**ЧТО СДЕЛАТЬ:** Посчитайте, в скольких строках ниже встречается слово «hair», учитывая регистр букв. В ответе укажите только число.

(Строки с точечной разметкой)
━━━━━━

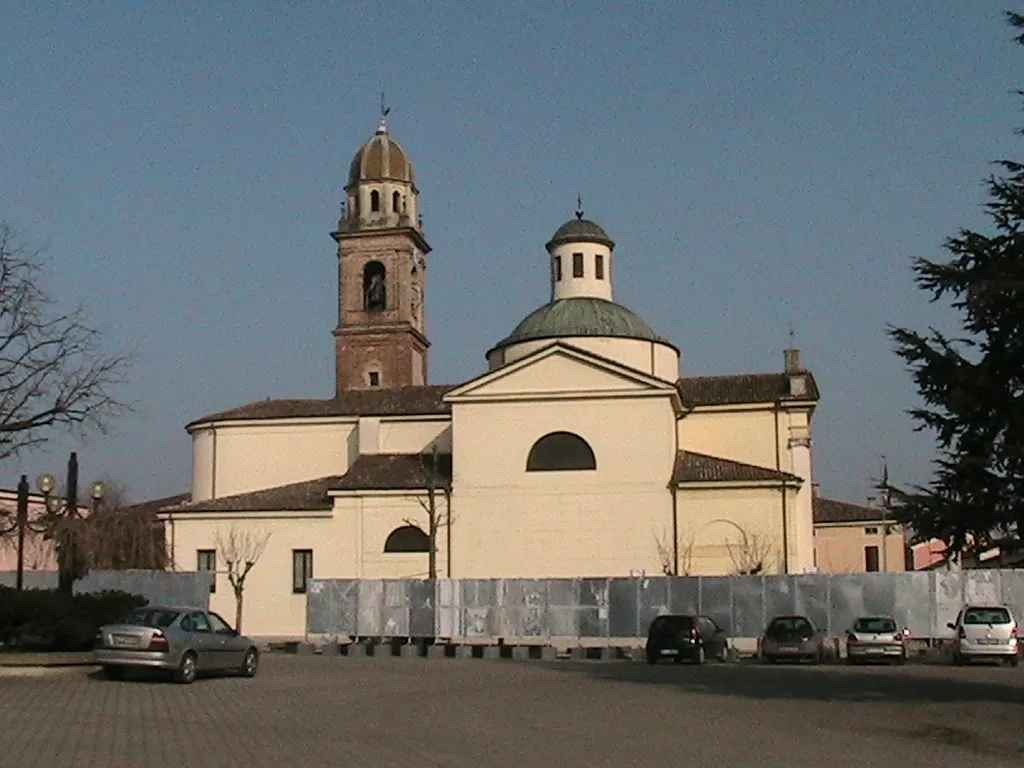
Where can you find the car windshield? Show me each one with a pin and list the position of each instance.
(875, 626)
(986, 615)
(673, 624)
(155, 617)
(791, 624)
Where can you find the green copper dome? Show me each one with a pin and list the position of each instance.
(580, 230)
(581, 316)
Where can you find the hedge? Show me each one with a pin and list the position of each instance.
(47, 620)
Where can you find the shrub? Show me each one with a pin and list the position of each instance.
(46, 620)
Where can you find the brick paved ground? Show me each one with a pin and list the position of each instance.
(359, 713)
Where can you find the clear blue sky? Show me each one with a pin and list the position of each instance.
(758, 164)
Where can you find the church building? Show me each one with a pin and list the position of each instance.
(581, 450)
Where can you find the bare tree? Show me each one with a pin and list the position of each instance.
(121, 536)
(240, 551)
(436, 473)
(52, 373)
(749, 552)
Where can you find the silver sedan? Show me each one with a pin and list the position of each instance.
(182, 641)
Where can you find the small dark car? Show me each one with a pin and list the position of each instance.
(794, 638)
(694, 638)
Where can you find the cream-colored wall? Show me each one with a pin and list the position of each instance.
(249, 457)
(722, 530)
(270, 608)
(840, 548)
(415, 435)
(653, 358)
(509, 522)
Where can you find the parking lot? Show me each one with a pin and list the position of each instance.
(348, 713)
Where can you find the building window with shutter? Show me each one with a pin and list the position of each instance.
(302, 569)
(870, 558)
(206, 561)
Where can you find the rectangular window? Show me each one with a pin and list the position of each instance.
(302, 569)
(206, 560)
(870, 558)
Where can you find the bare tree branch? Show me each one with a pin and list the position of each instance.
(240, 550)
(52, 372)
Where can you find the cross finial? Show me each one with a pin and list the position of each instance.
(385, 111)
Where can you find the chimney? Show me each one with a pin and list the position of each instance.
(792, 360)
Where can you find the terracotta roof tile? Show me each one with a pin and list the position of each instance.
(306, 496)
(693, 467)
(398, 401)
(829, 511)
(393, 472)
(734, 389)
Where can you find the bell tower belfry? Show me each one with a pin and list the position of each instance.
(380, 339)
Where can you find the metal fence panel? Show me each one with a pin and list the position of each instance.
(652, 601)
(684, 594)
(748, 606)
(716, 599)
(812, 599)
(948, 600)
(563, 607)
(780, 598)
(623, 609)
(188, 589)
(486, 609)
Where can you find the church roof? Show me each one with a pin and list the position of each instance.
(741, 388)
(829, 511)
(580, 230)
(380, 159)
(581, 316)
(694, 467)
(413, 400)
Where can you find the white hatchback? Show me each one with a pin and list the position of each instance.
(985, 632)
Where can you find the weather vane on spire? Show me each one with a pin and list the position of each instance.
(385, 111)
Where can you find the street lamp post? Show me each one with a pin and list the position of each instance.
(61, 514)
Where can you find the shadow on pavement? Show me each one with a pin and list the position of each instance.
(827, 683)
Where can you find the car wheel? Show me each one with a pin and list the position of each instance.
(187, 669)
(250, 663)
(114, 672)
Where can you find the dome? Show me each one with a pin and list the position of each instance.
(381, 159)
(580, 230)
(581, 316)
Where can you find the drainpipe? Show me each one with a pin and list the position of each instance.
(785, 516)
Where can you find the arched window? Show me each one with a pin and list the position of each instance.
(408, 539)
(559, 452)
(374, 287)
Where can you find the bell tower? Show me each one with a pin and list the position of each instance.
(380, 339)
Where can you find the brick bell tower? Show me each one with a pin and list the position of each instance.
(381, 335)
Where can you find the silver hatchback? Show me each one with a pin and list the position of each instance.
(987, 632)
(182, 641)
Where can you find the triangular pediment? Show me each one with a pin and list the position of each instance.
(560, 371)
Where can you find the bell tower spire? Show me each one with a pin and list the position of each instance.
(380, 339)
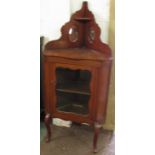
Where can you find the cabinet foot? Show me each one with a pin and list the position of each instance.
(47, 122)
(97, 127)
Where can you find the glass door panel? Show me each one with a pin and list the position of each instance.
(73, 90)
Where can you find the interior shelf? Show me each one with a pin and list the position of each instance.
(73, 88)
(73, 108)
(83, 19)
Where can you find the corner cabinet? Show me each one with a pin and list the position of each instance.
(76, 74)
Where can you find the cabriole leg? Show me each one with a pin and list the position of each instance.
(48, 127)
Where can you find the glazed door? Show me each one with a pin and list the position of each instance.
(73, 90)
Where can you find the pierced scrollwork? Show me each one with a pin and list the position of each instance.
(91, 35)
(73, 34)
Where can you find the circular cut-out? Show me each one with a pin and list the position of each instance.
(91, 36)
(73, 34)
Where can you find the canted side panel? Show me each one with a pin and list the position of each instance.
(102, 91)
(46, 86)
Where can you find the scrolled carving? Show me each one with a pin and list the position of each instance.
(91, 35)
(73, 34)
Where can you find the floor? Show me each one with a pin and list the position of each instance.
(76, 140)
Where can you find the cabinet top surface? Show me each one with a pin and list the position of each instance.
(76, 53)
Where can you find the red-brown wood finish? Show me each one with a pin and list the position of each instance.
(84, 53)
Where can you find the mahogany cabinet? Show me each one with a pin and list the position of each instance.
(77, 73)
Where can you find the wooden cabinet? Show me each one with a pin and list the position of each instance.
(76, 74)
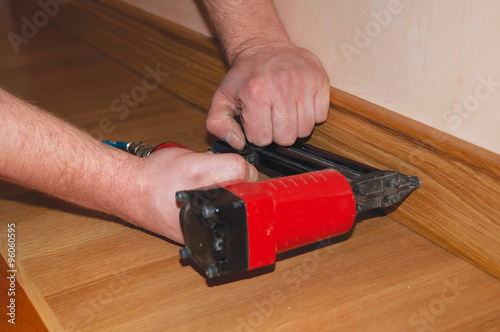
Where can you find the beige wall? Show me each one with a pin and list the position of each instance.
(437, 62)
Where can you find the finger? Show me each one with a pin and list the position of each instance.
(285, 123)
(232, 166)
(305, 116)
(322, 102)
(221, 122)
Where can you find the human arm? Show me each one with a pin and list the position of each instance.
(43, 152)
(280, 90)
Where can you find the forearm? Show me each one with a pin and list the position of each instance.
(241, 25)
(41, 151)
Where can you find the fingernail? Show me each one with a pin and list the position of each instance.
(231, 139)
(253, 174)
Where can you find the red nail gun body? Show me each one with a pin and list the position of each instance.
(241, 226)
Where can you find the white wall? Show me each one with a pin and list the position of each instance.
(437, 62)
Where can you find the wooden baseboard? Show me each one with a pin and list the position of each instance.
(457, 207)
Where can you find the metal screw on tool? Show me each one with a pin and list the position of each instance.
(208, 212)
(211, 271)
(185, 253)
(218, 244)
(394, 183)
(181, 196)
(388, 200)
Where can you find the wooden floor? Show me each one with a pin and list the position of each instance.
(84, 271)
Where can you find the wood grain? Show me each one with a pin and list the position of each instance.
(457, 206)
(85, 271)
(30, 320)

━━━━━━

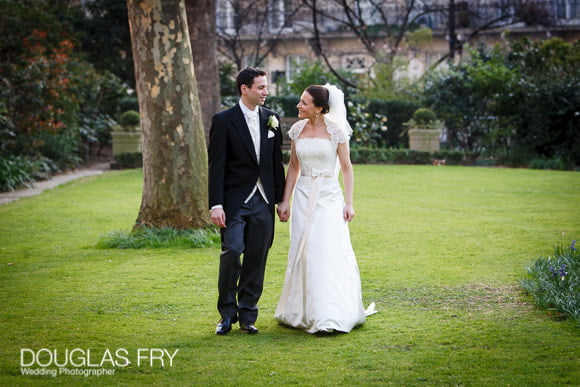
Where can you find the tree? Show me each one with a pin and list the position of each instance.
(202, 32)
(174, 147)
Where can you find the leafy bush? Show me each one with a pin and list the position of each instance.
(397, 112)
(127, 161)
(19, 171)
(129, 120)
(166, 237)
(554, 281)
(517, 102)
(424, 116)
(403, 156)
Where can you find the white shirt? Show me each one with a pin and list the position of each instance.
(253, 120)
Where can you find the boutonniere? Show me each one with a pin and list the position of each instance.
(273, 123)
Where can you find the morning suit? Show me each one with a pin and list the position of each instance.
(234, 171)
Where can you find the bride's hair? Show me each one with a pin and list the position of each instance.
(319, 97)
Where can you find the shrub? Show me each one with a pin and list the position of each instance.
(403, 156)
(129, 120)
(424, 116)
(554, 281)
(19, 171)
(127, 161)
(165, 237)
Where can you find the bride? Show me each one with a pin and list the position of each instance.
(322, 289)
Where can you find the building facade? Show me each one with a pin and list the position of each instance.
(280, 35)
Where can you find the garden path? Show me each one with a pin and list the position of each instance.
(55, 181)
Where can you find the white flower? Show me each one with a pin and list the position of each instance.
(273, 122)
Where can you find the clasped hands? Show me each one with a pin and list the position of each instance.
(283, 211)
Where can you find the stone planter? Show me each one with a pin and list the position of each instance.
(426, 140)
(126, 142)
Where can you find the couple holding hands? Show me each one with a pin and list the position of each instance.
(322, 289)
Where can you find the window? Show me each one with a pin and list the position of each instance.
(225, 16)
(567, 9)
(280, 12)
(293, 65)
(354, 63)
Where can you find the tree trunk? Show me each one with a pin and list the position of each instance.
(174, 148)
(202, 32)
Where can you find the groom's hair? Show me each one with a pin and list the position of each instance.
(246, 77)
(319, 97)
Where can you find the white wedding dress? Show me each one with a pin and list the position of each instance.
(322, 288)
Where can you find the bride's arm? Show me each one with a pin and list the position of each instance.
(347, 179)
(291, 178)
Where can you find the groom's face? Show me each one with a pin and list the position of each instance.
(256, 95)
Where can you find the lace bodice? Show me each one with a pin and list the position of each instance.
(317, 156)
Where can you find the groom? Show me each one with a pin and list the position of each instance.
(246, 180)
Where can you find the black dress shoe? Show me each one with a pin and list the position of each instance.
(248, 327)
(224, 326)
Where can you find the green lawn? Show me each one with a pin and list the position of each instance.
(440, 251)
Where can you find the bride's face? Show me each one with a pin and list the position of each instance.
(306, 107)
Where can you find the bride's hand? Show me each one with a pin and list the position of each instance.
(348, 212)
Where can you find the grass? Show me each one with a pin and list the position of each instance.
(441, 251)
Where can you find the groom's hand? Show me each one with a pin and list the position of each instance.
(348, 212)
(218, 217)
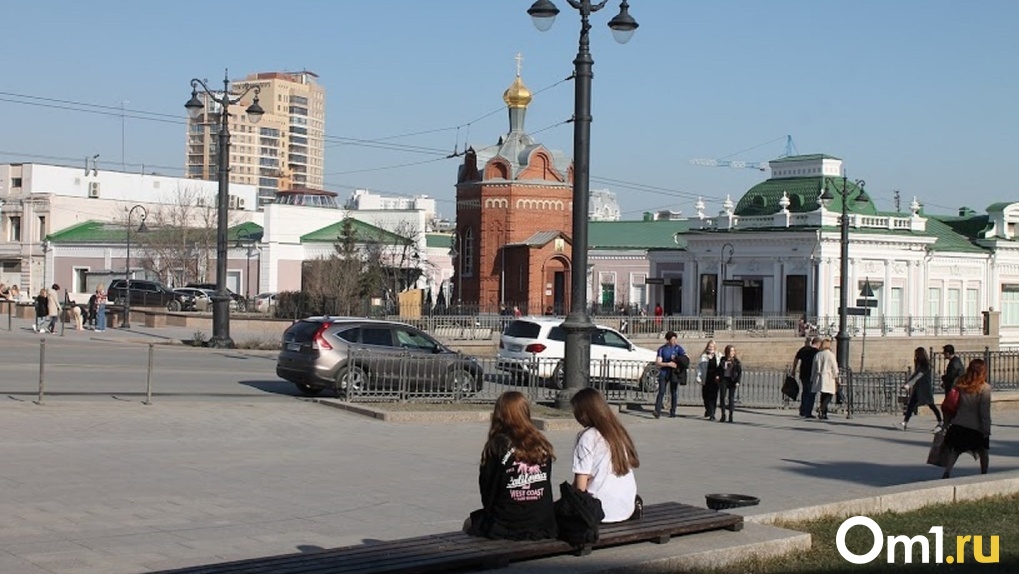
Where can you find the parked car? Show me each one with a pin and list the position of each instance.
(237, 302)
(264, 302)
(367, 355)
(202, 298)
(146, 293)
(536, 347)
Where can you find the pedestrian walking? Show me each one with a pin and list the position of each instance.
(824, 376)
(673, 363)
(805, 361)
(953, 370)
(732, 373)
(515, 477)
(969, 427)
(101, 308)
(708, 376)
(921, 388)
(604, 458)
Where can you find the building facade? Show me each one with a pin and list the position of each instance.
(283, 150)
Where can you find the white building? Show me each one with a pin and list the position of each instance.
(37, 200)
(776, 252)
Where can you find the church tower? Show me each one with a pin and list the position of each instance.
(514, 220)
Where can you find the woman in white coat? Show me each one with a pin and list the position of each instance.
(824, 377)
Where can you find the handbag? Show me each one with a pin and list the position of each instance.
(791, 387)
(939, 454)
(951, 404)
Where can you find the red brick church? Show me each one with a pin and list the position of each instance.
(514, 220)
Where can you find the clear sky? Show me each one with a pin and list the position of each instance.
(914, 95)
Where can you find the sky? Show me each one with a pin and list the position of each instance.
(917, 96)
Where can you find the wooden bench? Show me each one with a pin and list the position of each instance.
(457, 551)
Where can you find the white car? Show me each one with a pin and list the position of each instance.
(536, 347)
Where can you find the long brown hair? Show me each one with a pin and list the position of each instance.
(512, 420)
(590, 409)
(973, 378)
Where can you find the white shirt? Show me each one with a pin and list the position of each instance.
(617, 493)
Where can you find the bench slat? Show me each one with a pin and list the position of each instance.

━━━━━━

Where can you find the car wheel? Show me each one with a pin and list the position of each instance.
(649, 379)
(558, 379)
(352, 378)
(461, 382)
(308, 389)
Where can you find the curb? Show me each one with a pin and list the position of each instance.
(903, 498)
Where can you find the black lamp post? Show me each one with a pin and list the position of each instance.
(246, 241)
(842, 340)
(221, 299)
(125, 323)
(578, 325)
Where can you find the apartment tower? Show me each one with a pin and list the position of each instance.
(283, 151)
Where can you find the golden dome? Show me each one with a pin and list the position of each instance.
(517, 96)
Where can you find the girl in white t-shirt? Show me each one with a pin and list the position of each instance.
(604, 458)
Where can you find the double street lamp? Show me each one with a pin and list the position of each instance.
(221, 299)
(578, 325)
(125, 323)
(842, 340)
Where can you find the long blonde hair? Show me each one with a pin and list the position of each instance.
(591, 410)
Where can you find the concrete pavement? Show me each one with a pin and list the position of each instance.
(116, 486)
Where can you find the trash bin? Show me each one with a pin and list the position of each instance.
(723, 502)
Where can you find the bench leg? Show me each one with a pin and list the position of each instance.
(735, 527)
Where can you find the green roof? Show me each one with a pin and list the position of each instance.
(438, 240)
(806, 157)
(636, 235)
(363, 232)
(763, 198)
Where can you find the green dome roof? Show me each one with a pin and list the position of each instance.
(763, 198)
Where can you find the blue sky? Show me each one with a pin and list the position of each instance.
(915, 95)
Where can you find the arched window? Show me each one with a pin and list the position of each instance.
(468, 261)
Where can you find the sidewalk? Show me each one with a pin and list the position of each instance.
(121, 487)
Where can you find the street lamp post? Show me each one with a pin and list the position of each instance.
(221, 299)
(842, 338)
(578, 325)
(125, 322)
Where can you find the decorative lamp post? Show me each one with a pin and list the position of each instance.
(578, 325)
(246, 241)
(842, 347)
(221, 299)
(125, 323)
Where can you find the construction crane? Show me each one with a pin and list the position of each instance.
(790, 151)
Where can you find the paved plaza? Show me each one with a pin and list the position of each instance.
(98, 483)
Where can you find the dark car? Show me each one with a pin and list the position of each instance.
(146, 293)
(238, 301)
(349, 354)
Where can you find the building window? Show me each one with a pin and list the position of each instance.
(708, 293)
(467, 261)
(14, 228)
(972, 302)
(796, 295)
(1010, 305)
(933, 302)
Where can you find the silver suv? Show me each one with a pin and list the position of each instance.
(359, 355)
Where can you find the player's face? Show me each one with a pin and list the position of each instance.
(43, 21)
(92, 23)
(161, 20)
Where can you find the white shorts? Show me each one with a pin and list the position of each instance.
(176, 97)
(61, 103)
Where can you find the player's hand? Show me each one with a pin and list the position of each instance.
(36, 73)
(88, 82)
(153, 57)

━━━━━━

**ОЖИДАЕМЫЙ ОТВЕТ:** 4